*Document passage*
▬▬▬

Nuclear disaster in Japan, oil disaster in the Gulf. What's next?
Posted Mar 15 2011 3:43pm
The nuclear meltdown in Japan and the recent oil disaster in the Gulf of Mexico may seem unrelated, but they're not. Both catastrophes occurred because we've made three fundamental mistakes in the way we generate energy.
1) We have relied on centralized power plants that use dangerous fuels to meet energy demand. Most countries that can afford it build large power plants so they can centralize energy production. Big centralized power plants are easier to regulate than a bunch of smaller, dispersed facilities. And because they generate a lot of energy at once, big plants appear to streamline power production. But in addition to being outrageously expensive, centralized generating facilities require massive amounts of dangerous fuels to operate consistently. If that fuel is oil or coal, recovering it usually wrecks the physical environment (we saw that in spades during last year's Gulf Oil disaster); burning it causes global warming and sickening air pollution. If the fuel is uranium, using it generates radioactive nuclear waste that must be stored for thousands of years.
Ironically, a significant percent of the energy these kinds of plants generate is lost because it's distributed over old, inefficient powerlines that transport the energy far from the original generator, which means that the plants actually need to consume more fuel to meet demand. Centralized power stations are also highly susceptible to terrorism, human error, and natural disasters, like the Japanese tsunami that overwhelmed that country's nuclear reactors. As long as we continue to rely on large centralized power generation stoked by fossil fuels or uranium, we should expect disasters like the currrent meltdown in Japan.

▬▬▬

*Information*

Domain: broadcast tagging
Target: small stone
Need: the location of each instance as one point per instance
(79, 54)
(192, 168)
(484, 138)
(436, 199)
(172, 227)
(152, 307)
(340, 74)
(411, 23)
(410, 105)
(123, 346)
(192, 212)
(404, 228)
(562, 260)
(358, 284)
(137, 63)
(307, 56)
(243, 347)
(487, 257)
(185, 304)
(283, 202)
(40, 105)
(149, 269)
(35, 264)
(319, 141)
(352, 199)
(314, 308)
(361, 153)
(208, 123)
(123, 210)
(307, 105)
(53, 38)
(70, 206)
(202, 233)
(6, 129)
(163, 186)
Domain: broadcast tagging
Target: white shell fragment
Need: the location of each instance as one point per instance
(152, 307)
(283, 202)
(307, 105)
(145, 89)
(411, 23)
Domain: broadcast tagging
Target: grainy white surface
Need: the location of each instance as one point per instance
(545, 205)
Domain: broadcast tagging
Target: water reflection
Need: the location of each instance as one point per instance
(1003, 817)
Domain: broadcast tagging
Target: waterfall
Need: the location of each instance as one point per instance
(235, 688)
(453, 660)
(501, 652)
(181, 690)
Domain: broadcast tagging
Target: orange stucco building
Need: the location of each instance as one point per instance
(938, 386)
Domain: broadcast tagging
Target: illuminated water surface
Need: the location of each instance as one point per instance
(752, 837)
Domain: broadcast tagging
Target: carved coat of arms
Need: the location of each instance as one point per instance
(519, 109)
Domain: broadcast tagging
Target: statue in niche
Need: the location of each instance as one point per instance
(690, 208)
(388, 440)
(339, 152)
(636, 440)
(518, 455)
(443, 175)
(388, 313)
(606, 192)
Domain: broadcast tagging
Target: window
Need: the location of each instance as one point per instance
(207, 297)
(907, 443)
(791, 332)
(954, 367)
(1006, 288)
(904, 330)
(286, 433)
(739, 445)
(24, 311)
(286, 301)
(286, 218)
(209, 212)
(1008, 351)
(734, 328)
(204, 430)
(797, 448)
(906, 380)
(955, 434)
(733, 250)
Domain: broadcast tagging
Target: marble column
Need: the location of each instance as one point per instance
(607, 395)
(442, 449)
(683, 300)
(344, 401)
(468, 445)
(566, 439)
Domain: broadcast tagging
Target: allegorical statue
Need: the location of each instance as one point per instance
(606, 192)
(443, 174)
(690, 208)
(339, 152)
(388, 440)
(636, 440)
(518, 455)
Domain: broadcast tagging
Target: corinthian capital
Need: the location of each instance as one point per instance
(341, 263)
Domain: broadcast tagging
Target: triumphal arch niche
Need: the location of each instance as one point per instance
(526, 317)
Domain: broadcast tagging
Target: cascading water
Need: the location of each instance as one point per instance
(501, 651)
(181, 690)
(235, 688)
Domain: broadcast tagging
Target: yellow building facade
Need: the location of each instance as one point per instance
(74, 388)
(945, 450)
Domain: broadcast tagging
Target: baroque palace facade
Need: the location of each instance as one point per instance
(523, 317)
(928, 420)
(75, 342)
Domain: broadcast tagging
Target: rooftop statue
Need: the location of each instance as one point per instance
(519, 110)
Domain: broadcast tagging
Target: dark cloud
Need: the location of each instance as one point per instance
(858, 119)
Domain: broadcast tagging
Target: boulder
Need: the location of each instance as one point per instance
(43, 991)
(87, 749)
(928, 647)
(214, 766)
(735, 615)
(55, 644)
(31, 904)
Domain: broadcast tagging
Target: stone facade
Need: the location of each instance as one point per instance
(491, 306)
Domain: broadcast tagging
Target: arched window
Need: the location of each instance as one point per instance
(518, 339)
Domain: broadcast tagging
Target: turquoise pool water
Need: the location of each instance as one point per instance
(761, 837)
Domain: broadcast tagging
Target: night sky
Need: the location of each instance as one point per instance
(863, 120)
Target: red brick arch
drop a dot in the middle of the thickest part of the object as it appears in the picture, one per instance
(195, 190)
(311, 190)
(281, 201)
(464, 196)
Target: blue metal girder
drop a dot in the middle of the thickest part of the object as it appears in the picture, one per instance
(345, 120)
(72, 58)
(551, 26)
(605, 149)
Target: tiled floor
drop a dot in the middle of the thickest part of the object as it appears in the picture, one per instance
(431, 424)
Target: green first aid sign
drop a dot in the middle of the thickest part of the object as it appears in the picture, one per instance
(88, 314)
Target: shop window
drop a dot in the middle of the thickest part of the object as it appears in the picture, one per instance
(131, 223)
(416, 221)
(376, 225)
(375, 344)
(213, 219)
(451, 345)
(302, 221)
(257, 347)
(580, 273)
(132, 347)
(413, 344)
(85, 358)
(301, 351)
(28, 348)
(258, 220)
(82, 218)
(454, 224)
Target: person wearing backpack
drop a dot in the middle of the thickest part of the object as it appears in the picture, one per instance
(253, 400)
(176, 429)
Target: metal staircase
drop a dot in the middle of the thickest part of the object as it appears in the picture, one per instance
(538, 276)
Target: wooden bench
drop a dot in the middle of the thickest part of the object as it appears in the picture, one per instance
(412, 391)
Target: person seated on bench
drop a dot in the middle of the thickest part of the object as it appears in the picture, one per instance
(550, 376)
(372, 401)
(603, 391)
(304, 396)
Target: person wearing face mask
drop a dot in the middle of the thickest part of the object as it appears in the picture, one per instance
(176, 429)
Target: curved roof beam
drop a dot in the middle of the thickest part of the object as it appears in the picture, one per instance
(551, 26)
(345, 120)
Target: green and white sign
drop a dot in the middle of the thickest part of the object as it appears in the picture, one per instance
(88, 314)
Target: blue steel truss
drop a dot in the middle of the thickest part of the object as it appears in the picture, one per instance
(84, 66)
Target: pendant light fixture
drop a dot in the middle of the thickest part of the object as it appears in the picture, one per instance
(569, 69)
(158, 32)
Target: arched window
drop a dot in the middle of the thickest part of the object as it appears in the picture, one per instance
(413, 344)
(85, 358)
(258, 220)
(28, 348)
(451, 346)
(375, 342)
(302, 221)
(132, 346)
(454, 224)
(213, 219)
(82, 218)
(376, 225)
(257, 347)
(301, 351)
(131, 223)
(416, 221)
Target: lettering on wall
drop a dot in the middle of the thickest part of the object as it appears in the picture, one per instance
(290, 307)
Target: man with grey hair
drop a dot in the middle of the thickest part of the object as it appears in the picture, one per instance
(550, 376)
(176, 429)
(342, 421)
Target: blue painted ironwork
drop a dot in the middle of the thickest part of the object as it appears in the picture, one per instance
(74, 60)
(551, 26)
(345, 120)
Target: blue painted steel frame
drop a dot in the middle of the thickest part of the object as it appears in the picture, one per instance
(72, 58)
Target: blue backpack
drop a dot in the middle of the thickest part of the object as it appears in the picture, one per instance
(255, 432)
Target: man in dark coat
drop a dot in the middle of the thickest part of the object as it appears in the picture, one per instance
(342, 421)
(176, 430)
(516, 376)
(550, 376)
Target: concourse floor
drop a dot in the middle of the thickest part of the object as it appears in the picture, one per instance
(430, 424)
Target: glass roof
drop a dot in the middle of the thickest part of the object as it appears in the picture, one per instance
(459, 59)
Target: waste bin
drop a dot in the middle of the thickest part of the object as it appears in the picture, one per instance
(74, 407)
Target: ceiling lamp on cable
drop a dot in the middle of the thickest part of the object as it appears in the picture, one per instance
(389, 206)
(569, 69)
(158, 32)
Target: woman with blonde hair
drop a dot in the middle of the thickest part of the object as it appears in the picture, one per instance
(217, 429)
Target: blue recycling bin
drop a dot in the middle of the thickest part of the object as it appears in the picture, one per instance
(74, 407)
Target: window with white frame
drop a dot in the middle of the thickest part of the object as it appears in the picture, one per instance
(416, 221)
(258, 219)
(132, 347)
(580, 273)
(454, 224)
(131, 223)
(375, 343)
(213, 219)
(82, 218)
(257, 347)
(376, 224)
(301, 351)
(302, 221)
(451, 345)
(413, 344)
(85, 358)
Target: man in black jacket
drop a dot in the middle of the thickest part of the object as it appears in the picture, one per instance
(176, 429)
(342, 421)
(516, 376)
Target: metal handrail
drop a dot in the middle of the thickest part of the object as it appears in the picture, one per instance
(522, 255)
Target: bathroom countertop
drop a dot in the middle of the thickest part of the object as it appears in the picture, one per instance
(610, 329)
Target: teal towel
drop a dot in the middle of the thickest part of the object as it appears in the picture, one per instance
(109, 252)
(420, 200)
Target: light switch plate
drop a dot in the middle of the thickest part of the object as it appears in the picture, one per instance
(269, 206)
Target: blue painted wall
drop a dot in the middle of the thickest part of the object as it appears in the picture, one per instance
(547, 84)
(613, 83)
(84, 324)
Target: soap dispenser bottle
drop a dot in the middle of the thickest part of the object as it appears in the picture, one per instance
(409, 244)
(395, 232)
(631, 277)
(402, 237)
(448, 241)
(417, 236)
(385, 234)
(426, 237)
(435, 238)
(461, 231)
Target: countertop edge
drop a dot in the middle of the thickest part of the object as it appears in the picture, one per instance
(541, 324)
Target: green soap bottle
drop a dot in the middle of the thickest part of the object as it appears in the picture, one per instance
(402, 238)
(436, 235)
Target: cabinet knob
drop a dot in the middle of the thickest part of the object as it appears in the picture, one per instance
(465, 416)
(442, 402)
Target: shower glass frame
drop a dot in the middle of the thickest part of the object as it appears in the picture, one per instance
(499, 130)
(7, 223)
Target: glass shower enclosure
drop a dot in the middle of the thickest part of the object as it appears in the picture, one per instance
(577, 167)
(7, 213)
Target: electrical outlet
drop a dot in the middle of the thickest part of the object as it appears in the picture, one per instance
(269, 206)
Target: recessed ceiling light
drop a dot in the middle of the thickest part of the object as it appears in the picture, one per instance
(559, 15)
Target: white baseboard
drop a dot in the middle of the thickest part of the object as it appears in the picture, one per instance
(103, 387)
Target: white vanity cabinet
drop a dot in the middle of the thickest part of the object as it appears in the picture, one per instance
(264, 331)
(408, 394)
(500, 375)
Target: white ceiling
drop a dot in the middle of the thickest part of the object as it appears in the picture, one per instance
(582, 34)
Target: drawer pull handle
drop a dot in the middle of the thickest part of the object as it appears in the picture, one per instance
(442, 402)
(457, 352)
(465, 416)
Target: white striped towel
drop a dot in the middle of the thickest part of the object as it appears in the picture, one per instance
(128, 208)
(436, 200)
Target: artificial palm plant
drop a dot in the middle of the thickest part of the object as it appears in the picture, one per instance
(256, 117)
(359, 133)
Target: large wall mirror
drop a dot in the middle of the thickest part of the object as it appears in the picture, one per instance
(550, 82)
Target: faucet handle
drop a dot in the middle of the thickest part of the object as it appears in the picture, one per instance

▬▬▬

*Try it*
Retype the passage from the energy disasters text, everything from "1) We have relied" down to "thousands of years.". These records have no connection to the text on energy disasters.

*Reply to the exercise*
1) We have relied on centralized power plants that use dangerous fuels to meet energy demand. Most countries that can afford it build large power plants so they can centralize energy production. Big centralized power plants are easier to regulate than a bunch of smaller, dispersed facilities. And because they generate a lot of energy at once, big plants appear to streamline power production. But in addition to being outrageously expensive, centralized generating facilities require massive amounts of dangerous fuels to operate consistently. If that fuel is oil or coal, recovering it usually wrecks the physical environment (we saw that in spades during last year's Gulf Oil disaster); burning it causes global warming and sickening air pollution. If the fuel is uranium, using it generates radioactive nuclear waste that must be stored for thousands of years.